PROMPT 1:
Copy the passage from the article on the DESSA screener word for word, starting at "She said she’s" and going down through "task for teachers.".
PROMPT 2:
Carry the article on the DESSA screener further, beginning right after its last sentence.

She said she’s unsure if the screener will be helpful, especially beyond what schools may already be doing, and worries that it will turn into just another task for teachers.

“Not to say this wouldn’t be helpful, maybe for some schools it will be,” Velez said. “I think that’s a big issue — it’s this big unclear vague thing that’s supposed to happen.”

‘Permission’ to slow down

The DESSA screener was first created in 2008. City officials are touting the screening tool for being strengths-based — meaning it asks questions about a students’ positive behaviors and focuses on building those up, instead of seeking negative ones, such as whether a child frequently annoys their peers. That is also what makes Singh, the attorney from Advocates for Children, optimistic so that schools don’t solely focus on “risk factors.” 

An early study of the DESSA screener showed it was “very effective” in identifying students with social, emotional and behavioral problems, by screening children who were already known to need support in those areas compared with their peers. A 2016 study showed that students who were identified as needing social-emotional support by a shorter version of the screener were 4.5 times more likely to have a “serious” disciplinary problem by the end of the school year. 

At Unison, it can be hard to see some of the results on paper. 

The school’s daily attendance rate had barely budged before the pandemic shuttered schools, according to data Paige provided. And chronic absenteeism actually worsened initially before improving by nearly 6 percentage points before the pandemic. 

School surveys show that the percentage of students who said they trust their teachers grew slightly from the 2016-2017 school year, when the school was considered an “at-risk” school, and the following school year, though it dropped slightly in 2018-2019. 

But for Paige, the change in school culture is palpable. A department spokesperson said behavior-related incidents at the school have dropped by 58% between 2014-2015 and the school year before the pandemic set in, though he declined to provide year-by-year data.

INFORMATION SUPPLIED:

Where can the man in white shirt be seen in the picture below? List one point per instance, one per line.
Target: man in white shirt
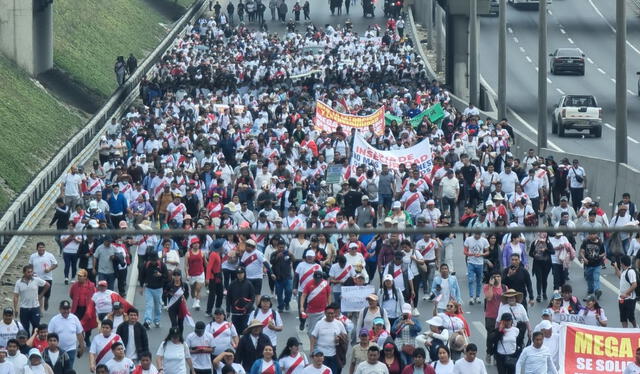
(325, 335)
(470, 364)
(536, 358)
(43, 265)
(372, 365)
(200, 345)
(69, 330)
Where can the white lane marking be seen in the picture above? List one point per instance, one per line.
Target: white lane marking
(534, 130)
(636, 50)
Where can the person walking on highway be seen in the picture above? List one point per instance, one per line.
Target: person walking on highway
(592, 256)
(627, 291)
(536, 358)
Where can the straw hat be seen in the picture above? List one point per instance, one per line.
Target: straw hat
(252, 324)
(512, 293)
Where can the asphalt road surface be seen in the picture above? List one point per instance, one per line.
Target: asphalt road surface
(474, 314)
(585, 24)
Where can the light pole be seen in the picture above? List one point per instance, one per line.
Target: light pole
(474, 85)
(542, 75)
(621, 82)
(502, 61)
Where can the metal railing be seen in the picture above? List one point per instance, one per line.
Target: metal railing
(36, 199)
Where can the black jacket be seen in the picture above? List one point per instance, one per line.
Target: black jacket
(62, 365)
(247, 353)
(240, 297)
(139, 336)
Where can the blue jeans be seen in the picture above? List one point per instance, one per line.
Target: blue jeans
(72, 355)
(474, 275)
(30, 317)
(110, 278)
(592, 275)
(283, 292)
(152, 303)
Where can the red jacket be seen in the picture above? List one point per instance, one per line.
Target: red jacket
(214, 265)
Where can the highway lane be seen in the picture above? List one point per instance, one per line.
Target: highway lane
(568, 26)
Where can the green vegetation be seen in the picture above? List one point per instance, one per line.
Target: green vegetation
(88, 35)
(34, 127)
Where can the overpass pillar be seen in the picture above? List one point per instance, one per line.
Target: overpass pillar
(26, 33)
(457, 54)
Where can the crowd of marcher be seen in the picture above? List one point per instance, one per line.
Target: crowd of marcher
(224, 139)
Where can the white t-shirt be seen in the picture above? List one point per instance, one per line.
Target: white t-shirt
(72, 185)
(366, 368)
(463, 366)
(125, 366)
(476, 246)
(66, 328)
(326, 333)
(441, 368)
(631, 275)
(221, 337)
(9, 331)
(201, 361)
(269, 315)
(42, 263)
(174, 357)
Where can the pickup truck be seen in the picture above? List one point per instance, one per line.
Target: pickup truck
(577, 112)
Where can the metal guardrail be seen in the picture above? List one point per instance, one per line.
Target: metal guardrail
(34, 201)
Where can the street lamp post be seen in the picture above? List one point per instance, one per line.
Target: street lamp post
(621, 82)
(502, 61)
(542, 75)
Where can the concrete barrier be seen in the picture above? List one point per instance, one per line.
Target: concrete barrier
(606, 181)
(34, 202)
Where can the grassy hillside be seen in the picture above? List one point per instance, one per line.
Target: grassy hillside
(88, 35)
(34, 126)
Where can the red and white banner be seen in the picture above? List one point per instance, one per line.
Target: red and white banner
(364, 153)
(588, 349)
(328, 119)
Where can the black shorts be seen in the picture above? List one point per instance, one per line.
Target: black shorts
(627, 310)
(48, 293)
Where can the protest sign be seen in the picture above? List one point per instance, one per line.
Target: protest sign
(434, 113)
(354, 298)
(590, 349)
(364, 153)
(328, 120)
(334, 174)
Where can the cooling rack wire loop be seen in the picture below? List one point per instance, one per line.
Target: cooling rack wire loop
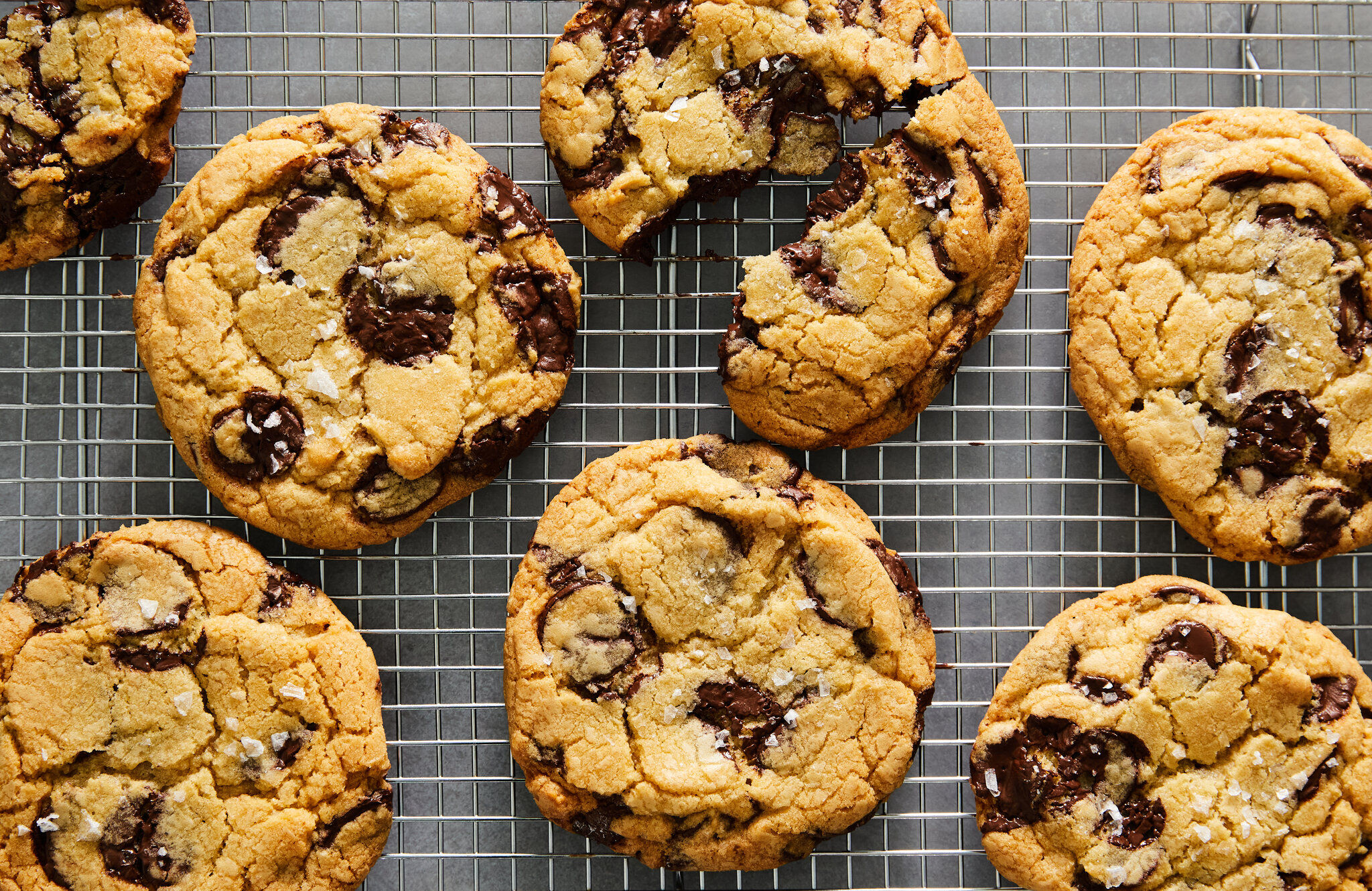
(1002, 494)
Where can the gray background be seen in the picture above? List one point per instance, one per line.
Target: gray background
(1001, 496)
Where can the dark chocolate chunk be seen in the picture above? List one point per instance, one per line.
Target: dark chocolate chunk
(819, 282)
(272, 435)
(283, 221)
(1279, 431)
(506, 206)
(398, 133)
(381, 494)
(1243, 353)
(1188, 640)
(330, 832)
(172, 13)
(129, 846)
(539, 302)
(1245, 179)
(1154, 182)
(1286, 214)
(1355, 328)
(1142, 823)
(1312, 784)
(740, 334)
(496, 443)
(596, 824)
(1182, 594)
(401, 328)
(1322, 525)
(927, 171)
(844, 194)
(1332, 697)
(991, 200)
(1051, 762)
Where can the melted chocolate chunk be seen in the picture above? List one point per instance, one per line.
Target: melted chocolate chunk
(382, 496)
(496, 443)
(844, 194)
(819, 282)
(1284, 214)
(1279, 431)
(1051, 762)
(539, 302)
(376, 801)
(1142, 823)
(508, 208)
(283, 221)
(740, 334)
(991, 200)
(927, 171)
(1312, 786)
(1102, 689)
(1182, 594)
(733, 703)
(1355, 328)
(1332, 697)
(272, 435)
(169, 11)
(596, 824)
(398, 133)
(158, 263)
(129, 846)
(158, 659)
(279, 594)
(398, 328)
(1323, 522)
(1190, 640)
(1243, 353)
(1154, 183)
(1245, 179)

YOUR RESPONSE 1:
She said she’s unsure if the screener will be helpful, especially beyond what schools may already be doing, and worries that it will turn into just another task for teachers.

YOUR RESPONSE 2:
Paige said the screener allowed teachers to find ways for students to practice positive social skills, such as improving personal responsibility. For example, her teachers now know to carve out time to help sixth graders practice managing their schedules and classwork during the first month and a half of their school year, since those students are new to middle school and expected to take on more academically. The school used advisory sessions to work on these skills and now has an entire social-emotional curriculum, where students are starting to assess their own skills four times a year. 

She thinks this tool will be especially important this year as many students return to buildings for the first time since March 2020. Many may have struggled in isolation for so long, while others may be dealing with the death of loved ones. Others may have thrived at home and are nervous about returning to school.

“This tool gives staff that time and that space and that permission to really slow down and think individually about each child in a way that I think all of our kids really need from us this year,” Paige said.

‘Drinking from a firehose’

Aperture, the company that created the screening tool platform, declined a request for an interview, instead referring Chalkbeat to city officials. 

On its website, Aperture said it works with more than 3,000 schools, though it’s unclear if that includes the entire New York City school district. The state of Connecticut announced a deal with Aperture in March to purchase its social-emotional screening tool. 

The company appears busy in the wake of the pandemic: In a May interview with a North Carolina publication, Aperture CEO Jessica Adamson said the company was “drinking from a firehose.”

Many schools that have long focused on social-emotional learning may have already created plans to address their students’ social-emotional needs after a vast disruption to in-person schooling.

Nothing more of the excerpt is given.